→ Items:
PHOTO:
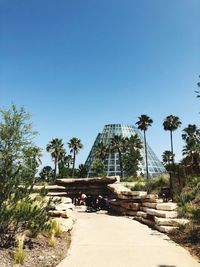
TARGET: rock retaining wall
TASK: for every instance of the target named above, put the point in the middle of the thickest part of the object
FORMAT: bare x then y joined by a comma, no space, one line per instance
146,208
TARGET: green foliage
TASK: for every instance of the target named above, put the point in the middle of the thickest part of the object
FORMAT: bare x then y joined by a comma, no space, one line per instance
52,241
46,174
75,146
19,159
20,254
56,228
56,148
82,171
132,156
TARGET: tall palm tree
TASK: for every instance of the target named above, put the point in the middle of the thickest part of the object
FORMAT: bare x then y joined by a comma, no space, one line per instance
56,148
143,124
191,150
118,145
75,146
167,157
171,123
191,132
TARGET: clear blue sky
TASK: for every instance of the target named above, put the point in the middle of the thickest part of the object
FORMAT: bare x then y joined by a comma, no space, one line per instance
77,65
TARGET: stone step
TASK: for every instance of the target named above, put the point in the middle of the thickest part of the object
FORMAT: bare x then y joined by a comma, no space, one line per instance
87,181
170,222
49,188
165,229
162,213
166,206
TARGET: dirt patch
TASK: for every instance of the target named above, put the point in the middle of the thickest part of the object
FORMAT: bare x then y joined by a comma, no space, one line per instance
39,252
191,243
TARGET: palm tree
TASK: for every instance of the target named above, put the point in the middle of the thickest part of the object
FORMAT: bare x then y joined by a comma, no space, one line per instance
118,145
191,150
75,145
171,123
190,133
167,157
143,124
56,148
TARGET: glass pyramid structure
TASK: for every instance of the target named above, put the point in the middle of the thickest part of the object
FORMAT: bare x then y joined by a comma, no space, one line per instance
111,162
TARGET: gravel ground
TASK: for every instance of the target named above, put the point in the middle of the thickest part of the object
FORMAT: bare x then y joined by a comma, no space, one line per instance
38,252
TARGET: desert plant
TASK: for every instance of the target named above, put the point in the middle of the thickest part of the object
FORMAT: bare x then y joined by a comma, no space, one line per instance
52,240
19,159
20,255
56,228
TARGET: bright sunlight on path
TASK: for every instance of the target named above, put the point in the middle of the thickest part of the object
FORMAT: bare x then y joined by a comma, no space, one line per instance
100,240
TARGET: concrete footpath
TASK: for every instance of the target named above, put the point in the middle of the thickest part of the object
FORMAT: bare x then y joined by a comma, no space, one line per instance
101,240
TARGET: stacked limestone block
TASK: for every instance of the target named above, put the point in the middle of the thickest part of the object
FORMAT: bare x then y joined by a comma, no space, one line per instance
63,212
162,215
146,208
52,190
126,202
89,186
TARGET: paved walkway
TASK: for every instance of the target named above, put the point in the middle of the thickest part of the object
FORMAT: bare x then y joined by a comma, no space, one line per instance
100,240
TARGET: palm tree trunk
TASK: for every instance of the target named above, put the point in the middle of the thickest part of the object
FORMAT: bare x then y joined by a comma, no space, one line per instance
74,158
121,164
145,145
172,150
173,167
55,169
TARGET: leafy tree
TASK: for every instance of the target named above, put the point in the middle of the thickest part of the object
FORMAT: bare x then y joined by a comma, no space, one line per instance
143,124
75,146
82,171
118,145
56,148
167,157
64,165
132,157
18,162
32,159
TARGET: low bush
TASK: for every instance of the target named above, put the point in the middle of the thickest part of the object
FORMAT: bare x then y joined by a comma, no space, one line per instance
20,254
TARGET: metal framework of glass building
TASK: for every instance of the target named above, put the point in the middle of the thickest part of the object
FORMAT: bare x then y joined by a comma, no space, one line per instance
112,166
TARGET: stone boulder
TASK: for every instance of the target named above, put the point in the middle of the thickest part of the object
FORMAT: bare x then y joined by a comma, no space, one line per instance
162,213
165,229
149,205
166,206
170,221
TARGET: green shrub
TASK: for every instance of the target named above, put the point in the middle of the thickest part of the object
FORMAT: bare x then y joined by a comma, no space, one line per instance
20,254
56,228
19,162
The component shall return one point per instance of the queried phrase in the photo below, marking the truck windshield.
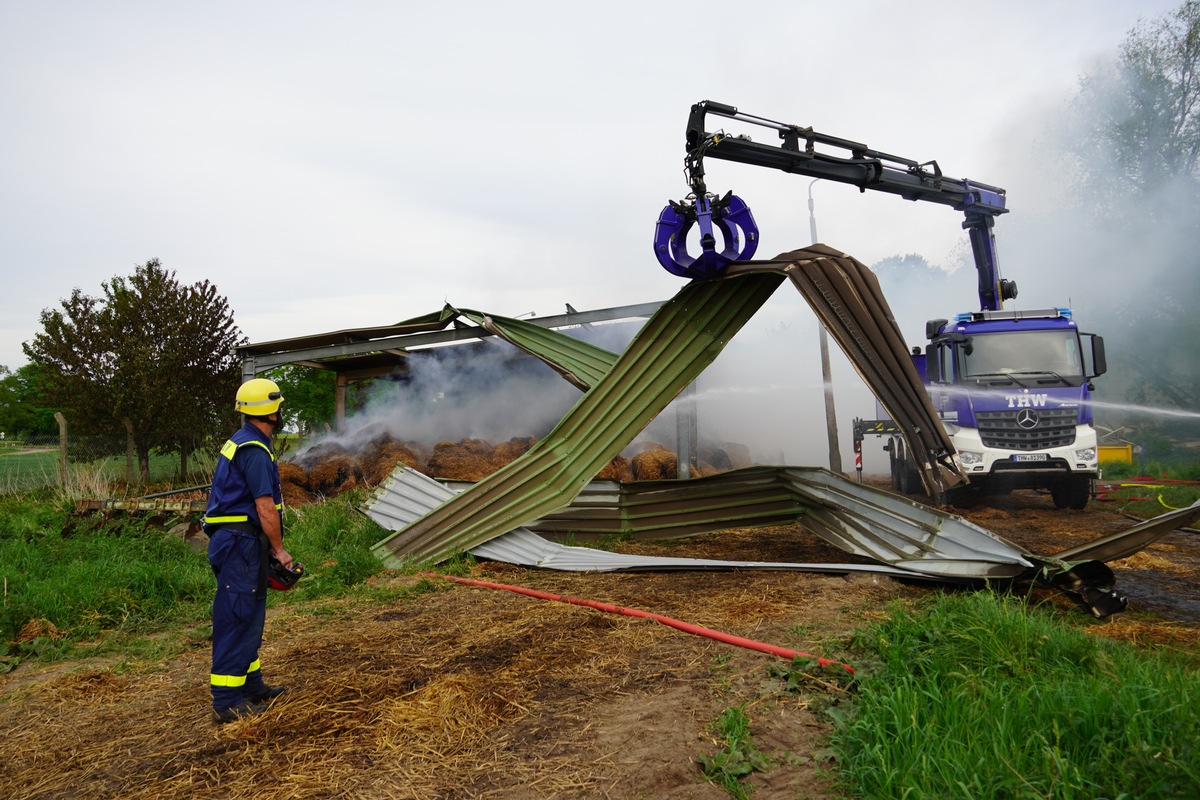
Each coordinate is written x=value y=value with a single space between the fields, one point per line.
x=1023 y=356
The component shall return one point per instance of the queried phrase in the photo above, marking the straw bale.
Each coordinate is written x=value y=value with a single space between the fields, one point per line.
x=337 y=473
x=381 y=459
x=295 y=495
x=467 y=459
x=618 y=469
x=509 y=451
x=294 y=474
x=654 y=464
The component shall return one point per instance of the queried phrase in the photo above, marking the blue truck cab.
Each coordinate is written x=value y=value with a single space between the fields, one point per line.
x=1013 y=389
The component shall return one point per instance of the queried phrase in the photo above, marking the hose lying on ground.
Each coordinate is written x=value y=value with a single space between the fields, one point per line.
x=687 y=627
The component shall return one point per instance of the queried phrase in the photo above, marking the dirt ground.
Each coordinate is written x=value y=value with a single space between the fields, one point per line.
x=468 y=692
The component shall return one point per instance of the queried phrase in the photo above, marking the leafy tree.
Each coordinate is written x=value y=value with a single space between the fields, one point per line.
x=22 y=410
x=1137 y=156
x=1140 y=120
x=151 y=352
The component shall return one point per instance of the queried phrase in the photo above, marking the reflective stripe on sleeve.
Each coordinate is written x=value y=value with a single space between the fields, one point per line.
x=227 y=680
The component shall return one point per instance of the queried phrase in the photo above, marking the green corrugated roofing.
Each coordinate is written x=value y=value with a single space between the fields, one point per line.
x=675 y=346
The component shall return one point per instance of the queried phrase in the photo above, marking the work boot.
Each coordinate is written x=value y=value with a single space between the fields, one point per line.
x=234 y=713
x=264 y=693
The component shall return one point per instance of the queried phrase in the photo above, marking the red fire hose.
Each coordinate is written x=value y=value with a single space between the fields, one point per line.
x=688 y=627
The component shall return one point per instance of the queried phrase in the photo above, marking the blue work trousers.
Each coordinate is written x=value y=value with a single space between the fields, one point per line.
x=239 y=612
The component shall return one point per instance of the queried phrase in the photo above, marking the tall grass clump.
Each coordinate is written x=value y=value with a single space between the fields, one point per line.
x=125 y=578
x=979 y=696
x=334 y=542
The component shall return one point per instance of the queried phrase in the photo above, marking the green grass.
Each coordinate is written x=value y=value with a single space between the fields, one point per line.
x=1149 y=495
x=112 y=585
x=25 y=471
x=978 y=696
x=738 y=757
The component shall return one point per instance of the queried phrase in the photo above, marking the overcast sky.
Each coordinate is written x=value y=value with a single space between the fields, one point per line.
x=357 y=163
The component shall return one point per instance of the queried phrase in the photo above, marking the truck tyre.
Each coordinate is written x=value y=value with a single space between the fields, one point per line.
x=1072 y=493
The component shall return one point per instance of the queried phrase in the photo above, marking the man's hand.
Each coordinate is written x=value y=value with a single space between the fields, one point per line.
x=282 y=557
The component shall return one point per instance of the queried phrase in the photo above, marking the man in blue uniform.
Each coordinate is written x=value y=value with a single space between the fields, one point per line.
x=245 y=528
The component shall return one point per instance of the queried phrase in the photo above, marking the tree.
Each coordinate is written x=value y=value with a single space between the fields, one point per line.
x=150 y=354
x=1140 y=119
x=1135 y=151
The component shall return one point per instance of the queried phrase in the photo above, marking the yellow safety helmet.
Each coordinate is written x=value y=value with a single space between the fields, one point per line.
x=258 y=397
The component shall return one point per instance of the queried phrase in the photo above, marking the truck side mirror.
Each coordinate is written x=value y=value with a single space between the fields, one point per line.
x=933 y=365
x=1095 y=354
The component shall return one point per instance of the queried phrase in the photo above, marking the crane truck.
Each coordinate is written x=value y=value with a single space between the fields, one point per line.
x=1011 y=386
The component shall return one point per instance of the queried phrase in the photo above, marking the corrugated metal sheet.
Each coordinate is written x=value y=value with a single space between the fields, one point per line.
x=670 y=352
x=673 y=347
x=847 y=299
x=1127 y=542
x=407 y=495
x=859 y=519
x=580 y=362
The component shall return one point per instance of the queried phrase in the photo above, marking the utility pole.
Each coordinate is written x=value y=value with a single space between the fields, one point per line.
x=826 y=374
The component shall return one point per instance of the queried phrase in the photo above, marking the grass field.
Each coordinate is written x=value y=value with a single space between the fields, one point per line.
x=27 y=469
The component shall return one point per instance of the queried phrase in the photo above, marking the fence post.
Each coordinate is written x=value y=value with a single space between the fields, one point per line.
x=63 y=449
x=130 y=451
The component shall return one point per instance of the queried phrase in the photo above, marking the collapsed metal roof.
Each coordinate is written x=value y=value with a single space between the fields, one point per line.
x=675 y=346
x=623 y=394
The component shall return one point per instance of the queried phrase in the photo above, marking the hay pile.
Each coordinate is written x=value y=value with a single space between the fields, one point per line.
x=329 y=469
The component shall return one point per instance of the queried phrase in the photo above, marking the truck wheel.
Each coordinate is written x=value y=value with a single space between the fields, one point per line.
x=1080 y=492
x=1072 y=493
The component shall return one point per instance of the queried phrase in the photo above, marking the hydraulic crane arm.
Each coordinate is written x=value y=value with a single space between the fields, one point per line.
x=858 y=166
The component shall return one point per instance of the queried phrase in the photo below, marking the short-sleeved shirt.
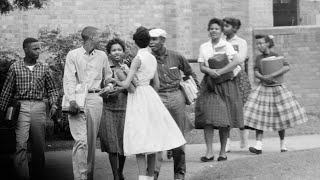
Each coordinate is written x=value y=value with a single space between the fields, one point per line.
x=257 y=66
x=207 y=50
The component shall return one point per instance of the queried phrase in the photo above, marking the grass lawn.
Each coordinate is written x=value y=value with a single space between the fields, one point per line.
x=291 y=165
x=196 y=136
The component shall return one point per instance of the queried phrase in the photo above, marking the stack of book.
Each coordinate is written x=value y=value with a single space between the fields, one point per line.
x=218 y=61
x=272 y=64
x=189 y=89
x=81 y=96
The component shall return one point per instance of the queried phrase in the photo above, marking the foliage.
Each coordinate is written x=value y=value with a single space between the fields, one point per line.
x=6 y=5
x=56 y=47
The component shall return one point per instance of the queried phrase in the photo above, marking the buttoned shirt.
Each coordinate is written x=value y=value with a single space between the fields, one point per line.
x=84 y=68
x=24 y=84
x=241 y=46
x=169 y=65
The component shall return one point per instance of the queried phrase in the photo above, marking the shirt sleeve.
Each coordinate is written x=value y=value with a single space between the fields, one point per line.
x=52 y=89
x=186 y=68
x=7 y=90
x=201 y=57
x=69 y=78
x=243 y=51
x=230 y=51
x=107 y=70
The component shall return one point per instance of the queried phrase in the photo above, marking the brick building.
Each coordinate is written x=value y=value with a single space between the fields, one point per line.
x=186 y=24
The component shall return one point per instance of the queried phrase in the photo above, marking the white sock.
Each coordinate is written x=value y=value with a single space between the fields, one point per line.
x=258 y=145
x=283 y=145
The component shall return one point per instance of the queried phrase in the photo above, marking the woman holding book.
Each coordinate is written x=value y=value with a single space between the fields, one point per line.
x=231 y=27
x=271 y=107
x=149 y=127
x=219 y=104
x=114 y=111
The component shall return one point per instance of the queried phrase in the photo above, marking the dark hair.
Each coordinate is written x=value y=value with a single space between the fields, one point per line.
x=88 y=31
x=113 y=42
x=236 y=23
x=266 y=38
x=142 y=37
x=28 y=41
x=216 y=21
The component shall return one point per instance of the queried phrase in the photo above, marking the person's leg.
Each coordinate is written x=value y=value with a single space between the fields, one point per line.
x=22 y=136
x=122 y=160
x=208 y=137
x=93 y=117
x=179 y=162
x=151 y=158
x=37 y=137
x=113 y=158
x=223 y=135
x=283 y=146
x=158 y=162
x=78 y=129
x=257 y=149
x=244 y=133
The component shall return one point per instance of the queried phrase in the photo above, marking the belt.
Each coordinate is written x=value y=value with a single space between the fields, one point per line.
x=94 y=91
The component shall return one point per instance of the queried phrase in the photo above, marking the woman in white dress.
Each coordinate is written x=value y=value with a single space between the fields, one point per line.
x=149 y=127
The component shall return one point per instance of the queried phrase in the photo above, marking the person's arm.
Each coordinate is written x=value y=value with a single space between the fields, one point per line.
x=136 y=63
x=185 y=67
x=8 y=89
x=52 y=90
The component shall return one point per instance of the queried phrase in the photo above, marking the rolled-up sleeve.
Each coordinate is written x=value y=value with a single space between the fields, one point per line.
x=69 y=78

→ Problem details: Express the items from the line that contains "the man's hand." through the line that contains "x=580 y=362" as a two-column CSV with the header item_text,answer and one row per item. Put each field in double quotes, and replace any line breaks inside a field with spaces.

→ Answer for the task:
item_text,answer
"The component shall return one point per instance of the queried phrase in the photo above, marking the man's hand. Each coordinate is written x=value y=value with a single space between the fields, one point per line.","x=282 y=557"
"The component shall return one point per instance of the queried phrase in the photo above, marking the man in blue uniform. Each coordinate is written x=value y=value with a single space between the fields, one point per line.","x=245 y=528"
"The component shall return one point per instance of the queried phrase in the photo above, marking the tree. Each coordinate is written x=value y=value with a single space between the fields, one point per line.","x=150 y=354 x=1140 y=119 x=1135 y=151"
"The component shall return one point per instance of the queried phrase in the photo above, marking the yellow safety helmet. Each coordinate is written x=value y=value with a single space between the fields, one point per line.","x=258 y=397"
"The component shall return one point per instance of the queried phrase in the photo above, marking the truck side mirror. Each coordinate is written x=value y=value with a single space between the fields, one point per line.","x=933 y=365 x=1095 y=354"
"The component shall return one point per instance of the queried phrase in the photo above, marking the crane truck. Each coordinate is written x=value y=value with a single space between the fields, one point per line.","x=1011 y=386"
"The component shall return one point per instance of the queried phrase in the photo above, marking the corrugated metal sheet. Each coordinate is written x=value y=value with a single space between the fields, one point per line.","x=670 y=352 x=673 y=347 x=847 y=299 x=1127 y=542 x=407 y=495 x=859 y=519 x=580 y=362"